■ **WHAT THE EXERCISE ASKS**: The records below are to be reproduced word for word.

---+---

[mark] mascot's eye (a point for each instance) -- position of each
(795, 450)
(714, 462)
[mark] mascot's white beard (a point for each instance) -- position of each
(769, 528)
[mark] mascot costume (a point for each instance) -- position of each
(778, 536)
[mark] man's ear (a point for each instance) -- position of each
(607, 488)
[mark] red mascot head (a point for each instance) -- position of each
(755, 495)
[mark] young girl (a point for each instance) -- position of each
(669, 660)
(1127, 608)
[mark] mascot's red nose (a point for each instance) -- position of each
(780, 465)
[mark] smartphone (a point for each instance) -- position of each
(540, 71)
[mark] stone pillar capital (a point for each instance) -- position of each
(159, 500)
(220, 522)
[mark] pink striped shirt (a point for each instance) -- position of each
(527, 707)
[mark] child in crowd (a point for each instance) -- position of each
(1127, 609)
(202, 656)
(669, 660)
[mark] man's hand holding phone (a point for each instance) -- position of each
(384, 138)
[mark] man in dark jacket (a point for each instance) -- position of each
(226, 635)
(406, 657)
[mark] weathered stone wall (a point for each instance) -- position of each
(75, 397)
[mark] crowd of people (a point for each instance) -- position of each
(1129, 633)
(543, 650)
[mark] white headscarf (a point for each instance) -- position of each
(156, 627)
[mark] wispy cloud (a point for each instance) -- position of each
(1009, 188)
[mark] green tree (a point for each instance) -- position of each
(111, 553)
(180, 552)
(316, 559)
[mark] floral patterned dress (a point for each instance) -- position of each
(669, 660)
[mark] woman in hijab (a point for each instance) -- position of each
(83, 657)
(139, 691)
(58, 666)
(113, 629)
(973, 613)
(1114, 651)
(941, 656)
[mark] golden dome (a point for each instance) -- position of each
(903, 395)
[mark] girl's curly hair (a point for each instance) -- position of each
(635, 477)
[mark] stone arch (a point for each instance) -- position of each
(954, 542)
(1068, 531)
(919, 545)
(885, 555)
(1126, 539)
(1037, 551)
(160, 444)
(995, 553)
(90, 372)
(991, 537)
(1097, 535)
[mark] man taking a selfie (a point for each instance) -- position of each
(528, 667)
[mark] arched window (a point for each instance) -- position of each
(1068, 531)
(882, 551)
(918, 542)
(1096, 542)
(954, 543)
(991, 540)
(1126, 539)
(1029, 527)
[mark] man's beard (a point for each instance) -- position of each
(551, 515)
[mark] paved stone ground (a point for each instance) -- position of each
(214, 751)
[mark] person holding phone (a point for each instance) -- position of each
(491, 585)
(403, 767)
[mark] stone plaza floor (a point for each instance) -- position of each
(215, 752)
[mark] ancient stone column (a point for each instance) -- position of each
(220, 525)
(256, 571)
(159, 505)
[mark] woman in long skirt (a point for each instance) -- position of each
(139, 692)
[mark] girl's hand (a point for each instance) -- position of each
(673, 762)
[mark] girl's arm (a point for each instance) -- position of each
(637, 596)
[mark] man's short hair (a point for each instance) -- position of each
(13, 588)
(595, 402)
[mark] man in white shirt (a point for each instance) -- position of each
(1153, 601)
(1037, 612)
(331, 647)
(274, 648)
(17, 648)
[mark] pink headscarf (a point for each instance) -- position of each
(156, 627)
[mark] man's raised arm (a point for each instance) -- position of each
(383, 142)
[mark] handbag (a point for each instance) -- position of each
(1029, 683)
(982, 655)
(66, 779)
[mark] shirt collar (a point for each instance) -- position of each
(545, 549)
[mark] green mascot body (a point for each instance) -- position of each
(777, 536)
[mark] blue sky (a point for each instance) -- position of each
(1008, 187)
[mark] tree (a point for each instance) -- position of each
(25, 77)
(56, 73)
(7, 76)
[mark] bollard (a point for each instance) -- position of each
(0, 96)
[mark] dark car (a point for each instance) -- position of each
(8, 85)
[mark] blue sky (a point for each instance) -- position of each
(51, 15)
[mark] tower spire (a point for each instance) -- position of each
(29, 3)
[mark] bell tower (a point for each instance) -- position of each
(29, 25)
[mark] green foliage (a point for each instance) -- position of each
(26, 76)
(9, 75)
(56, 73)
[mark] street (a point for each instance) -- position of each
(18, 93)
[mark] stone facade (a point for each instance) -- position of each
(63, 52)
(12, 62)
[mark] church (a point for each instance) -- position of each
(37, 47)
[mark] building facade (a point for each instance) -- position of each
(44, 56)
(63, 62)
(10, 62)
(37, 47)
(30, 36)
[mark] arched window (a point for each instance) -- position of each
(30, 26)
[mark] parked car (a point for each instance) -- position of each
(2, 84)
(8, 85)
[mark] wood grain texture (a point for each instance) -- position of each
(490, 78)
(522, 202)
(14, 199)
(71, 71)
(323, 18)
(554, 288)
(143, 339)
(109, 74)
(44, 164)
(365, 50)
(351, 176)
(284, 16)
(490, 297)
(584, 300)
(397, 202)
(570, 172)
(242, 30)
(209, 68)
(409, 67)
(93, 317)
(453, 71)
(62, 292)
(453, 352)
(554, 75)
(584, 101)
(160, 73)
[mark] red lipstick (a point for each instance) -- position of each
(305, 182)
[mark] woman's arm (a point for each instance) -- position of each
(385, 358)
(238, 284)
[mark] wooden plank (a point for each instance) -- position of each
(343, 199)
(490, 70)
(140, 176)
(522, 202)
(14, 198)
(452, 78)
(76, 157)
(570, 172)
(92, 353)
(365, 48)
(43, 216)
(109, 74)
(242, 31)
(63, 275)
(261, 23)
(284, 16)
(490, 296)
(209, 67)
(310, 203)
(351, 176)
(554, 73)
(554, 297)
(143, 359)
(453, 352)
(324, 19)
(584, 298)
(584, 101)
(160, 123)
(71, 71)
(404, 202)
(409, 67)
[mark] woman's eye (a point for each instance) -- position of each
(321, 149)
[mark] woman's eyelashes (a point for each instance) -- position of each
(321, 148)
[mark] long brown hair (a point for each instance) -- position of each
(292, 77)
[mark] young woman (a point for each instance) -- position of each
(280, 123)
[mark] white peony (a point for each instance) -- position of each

---+---

■ **EXPECTED ANSWER**:
[mark] mascot's eye (a point for each instance) -- position of each
(795, 450)
(714, 462)
[mark] mascot's white beard (a point for each instance) -- position of each
(769, 528)
[mark] mascot costume (a point for each instance) -- position of each
(778, 536)
[mark] man's ear (a point for each instance) -- position of each
(607, 488)
[mark] red mascot head (a point for each instance) -- position of each
(755, 495)
[mark] young girl (a point for each instance) -- position of each
(669, 660)
(1127, 608)
[mark] mascot's red nose (a point for each instance) -- position of each
(780, 465)
[mark] smartphone (a point for each instance) -- position of each
(540, 71)
[mark] stone pillar capital (a point for each instance) -- position of each
(159, 500)
(220, 522)
[mark] pink striped shirt (a point for each instance) -- position of each
(527, 707)
[mark] child in crowd (a point for each instance) -- position of each
(1127, 609)
(202, 656)
(669, 660)
[mark] man's hand holding phone (a point for each instance) -- position of each
(384, 138)
[mark] man in dark jacket (a point for each instance) -- position of each
(226, 635)
(406, 657)
[mark] weathered stone wall (a point for each instance) -- position of each
(75, 397)
[mark] crowd of people (a point for each instance) -- position of each
(1129, 633)
(543, 650)
[mark] white headscarf (a point for each instance) -- position of each
(156, 627)
[mark] wispy cloud (a point for each instance) -- position of each
(1009, 188)
[mark] green tree (a point for each instance) -- position of each
(111, 553)
(180, 552)
(316, 559)
[mark] floral patterned dress (a point for each instance) -- position of each
(669, 660)
[mark] woman in hijab (a point for each instance) -- position of each
(83, 657)
(139, 691)
(58, 666)
(113, 629)
(973, 613)
(1114, 651)
(941, 656)
[mark] golden dome (a point for each instance) -- position of each
(903, 395)
[mark] girl's curly hair (a point for each instance) -- position of each
(635, 477)
[mark] stone arch (a point for each instance) -- position of each
(954, 542)
(1068, 531)
(919, 545)
(885, 555)
(1126, 539)
(1037, 551)
(160, 444)
(995, 553)
(90, 372)
(991, 537)
(1097, 535)
[mark] man taking a selfie (a point for each instance) -- position of each
(528, 667)
[mark] arched window (a point for each instance) -- position of each
(1068, 531)
(882, 551)
(918, 542)
(1096, 542)
(954, 543)
(991, 540)
(1126, 539)
(1029, 527)
[mark] man's beard (a point for each instance) -- position of each
(551, 515)
[mark] paved stone ground (a point for each instance) -- position of each
(214, 751)
[mark] person holding phone (a point for each instance) -- position of each
(491, 585)
(403, 767)
[mark] stone plaza floor (a point for each instance) -- position of each
(215, 752)
[mark] ancient stone column (a point for each instance) -- position of each
(220, 525)
(256, 571)
(159, 505)
[mark] woman in long skirt (a point for each instance) -- position of each
(139, 692)
[mark] girl's hand (a point for each instance) -- position of each
(673, 762)
[mark] girl's arm (a point for each instance) -- position of each
(637, 596)
[mark] man's short hair (a point for each instance) -- position of each
(13, 588)
(595, 402)
[mark] man in white shirt (a point for each instance) -- position of each
(1153, 601)
(1037, 612)
(331, 647)
(274, 648)
(17, 648)
[mark] pink headscarf (a point for each instance) -- position of each
(156, 627)
[mark] man's raised arm (a point for each instance) -- position of each
(383, 142)
[mark] handbag (a point for each instance) -- position of each
(1029, 683)
(982, 655)
(66, 779)
[mark] shirt collar (a point for each instance) -- position of each
(545, 549)
[mark] green mascot body (a point for each instance) -- position of each
(777, 536)
[mark] blue sky (a point for each instance) -- position of each
(1008, 187)
[mark] tree (a point for each instance) -- position of each
(25, 77)
(56, 73)
(7, 76)
[mark] bollard (a point for each instance) -- position of each
(0, 96)
[mark] dark car (a point for each instance) -- position of each
(8, 85)
[mark] blue sky (a point for each instance) -- position of each
(51, 15)
[mark] tower spire (a point for each instance) -- position of each
(29, 3)
[mark] bell tower (a point for each instance) -- position of each
(29, 25)
[mark] green foliage (a point for each instance) -- position of each
(26, 76)
(9, 75)
(56, 73)
[mark] street (a point for each instance) -- position of each
(18, 93)
[mark] stone facade (a point for each instance) -- position of each
(63, 52)
(12, 62)
[mark] church (a point for each instance) -- position of each
(37, 47)
[mark] building facade (a point for each instance) -- position of each
(44, 56)
(63, 62)
(10, 62)
(37, 47)
(30, 36)
[mark] arched window (a point for each instance) -- position of each
(30, 26)
[mark] parked car (a point for each instance) -- position of each
(2, 84)
(8, 85)
[mark] wood grain texture (a point for each instance) -- position of each
(490, 78)
(522, 202)
(14, 199)
(71, 71)
(323, 18)
(554, 288)
(143, 339)
(109, 74)
(44, 164)
(365, 50)
(351, 176)
(284, 16)
(490, 297)
(584, 300)
(397, 202)
(570, 172)
(242, 30)
(209, 68)
(409, 67)
(93, 317)
(453, 71)
(62, 292)
(453, 352)
(554, 75)
(584, 101)
(160, 73)
[mark] red lipstick (a point for each instance) -- position of each
(305, 182)
[mark] woman's arm (a point for each instance) -- position of each
(385, 358)
(238, 284)
[mark] wooden plank (a point for each instance) -- position of each
(343, 199)
(490, 70)
(140, 176)
(522, 202)
(14, 198)
(452, 78)
(76, 157)
(570, 172)
(92, 353)
(365, 48)
(43, 216)
(109, 74)
(242, 31)
(63, 275)
(261, 23)
(284, 16)
(490, 296)
(209, 67)
(310, 203)
(351, 176)
(554, 73)
(554, 297)
(143, 359)
(453, 352)
(324, 19)
(584, 298)
(584, 101)
(160, 123)
(71, 71)
(404, 202)
(409, 67)
[mark] woman's eye (a point for each instance) -- position of each
(321, 149)
[mark] woman's eyelashes (a point for each instance) -- position of each
(321, 148)
[mark] long brown hair (a point for each instance) -- position of each
(292, 77)
[mark] young woman (a point for each instance) -- position of each
(280, 123)
[mark] white peony (a point for each instance) -- position of each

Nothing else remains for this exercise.